> SUPPLIED PASSAGE
Batman #49 review

It’s Catwoman to the rescue!  Will the Clown Prince of Crime come out on top and ruin the soon to be wedding nuptials of DC’s hottest power couple, or will Catwoman prove to the Joker that you simply don’t mess with a woman’s wedding?

The basic synopsis of this issue is as follows; Catwoman and Joker simultaneously take each other out and then spend the rest of the issue talking about random stuff while they grasp onto their mortal wounds in an attempt to stop from bleeding out.  Did I just ruin the entire issue?  No, I don’t think so.  Because while them both simultaneously executing a kill-shot on one another was a bit of a surprise, I think the real story here is meant to be in all the arbitrary dialogue that follows.  And personally, I wasn’t much of a fan.

The story opens with the Joker reminiscing about the good old days.  He reminds us of how simple it all was, and yet, it was still a great deal of fun.  In my opinion, this seemed like a really odd play for King to make, because instead of me thinking about the story he was presenting, I started thinking about all these past stories I had read that I liked a whole lot better than this.  It made me think about all the times that King has tried to over complicate things in order to make them seem more grand and how even though King always tries to honor the frivolity of some of Batman’s past exploits, it often seems to butt heads with the more serious tones and subject matter that most of his stories attempt to tackle.

From here, things suddenly kick into high gear as Joker unexpectedly springs into action.  This ended up being my favorite part of the story, which is odd, because I usually prefer character moments arrived at through dialogue as opposed to straight up action.  But seeing as how I found their later interactions wanting, this was the highlight for me.  As fights go, it’s pretty simple; dodging bullets, somersaulting through the air, and some whip around ankle action.  But as King already pointed out, sometimes it’s the simplest things that can be the most fun.  When fighting does occur in comics, I prefer the sequential moments detailed in each panel to be relatively close to one another so you can really follow the flow of combat.  And that’s pretty much what was delivered here, so it made me happy.

> JOBS
1 - In the Batman #49 review, what do Catwoman and the Joker do to each other at the same time?
2 - Reproduce the part of the Batman #49 review starting at "The story opens" and ending at "attempt to tackle.".
3 - Carry on the Batman #49 review from its final sentence.

> DATA SEGMENT

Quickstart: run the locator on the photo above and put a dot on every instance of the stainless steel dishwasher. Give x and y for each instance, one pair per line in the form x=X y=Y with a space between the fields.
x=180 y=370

> ANSWERS FOR THE TASKS
1 - They take each other out.

2 -
The story opens with the Joker reminiscing about the good old days.  He reminds us of how simple it all was, and yet, it was still a great deal of fun.  In my opinion, this seemed like a really odd play for King to make, because instead of me thinking about the story he was presenting, I started thinking about all these past stories I had read that I liked a whole lot better than this.  It made me think about all the times that King has tried to over complicate things in order to make them seem more grand and how even though King always tries to honor the frivolity of some of Batman’s past exploits, it often seems to butt heads with the more serious tones and subject matter that most of his stories attempt to tackle.

3 -
What was kind of shocking was the fact that Catwoman went for a killing strike against the Joker; Joker shoots Catwoman in the gut, while Catwoman slits the Joker’s throat.  Considering how much time King spent in his run to establish the fact that Catwoman wasn’t a killer, I find it extremely odd that she would attempt to kill Joker.  I mean, Batman knew she hadn’t really killed those 237 people, and then there was another whole arc spent trying to exonerate her.  Furthermore, what is Batman going to think when he comes to and finds out that Catwoman slit Joker’s throat.  I mean, isn’t he going to be angry about this?  He detests killing for any reason.  Even if it’s to save someone.  Whether or not Joker lived or died from the wound, I simply can’t see Batman being ok with Catwoman using lethal force against the Joker.

From here on out it’s all random chit chatting, and while I didn’t care much for their conversations, I did appreciate the way in which they were interacting.  You can’t really say that they are old friends or even old enemies, but there was an interesting level of respect and understanding that seemed to be shared between the two of them.  And that I appreciated.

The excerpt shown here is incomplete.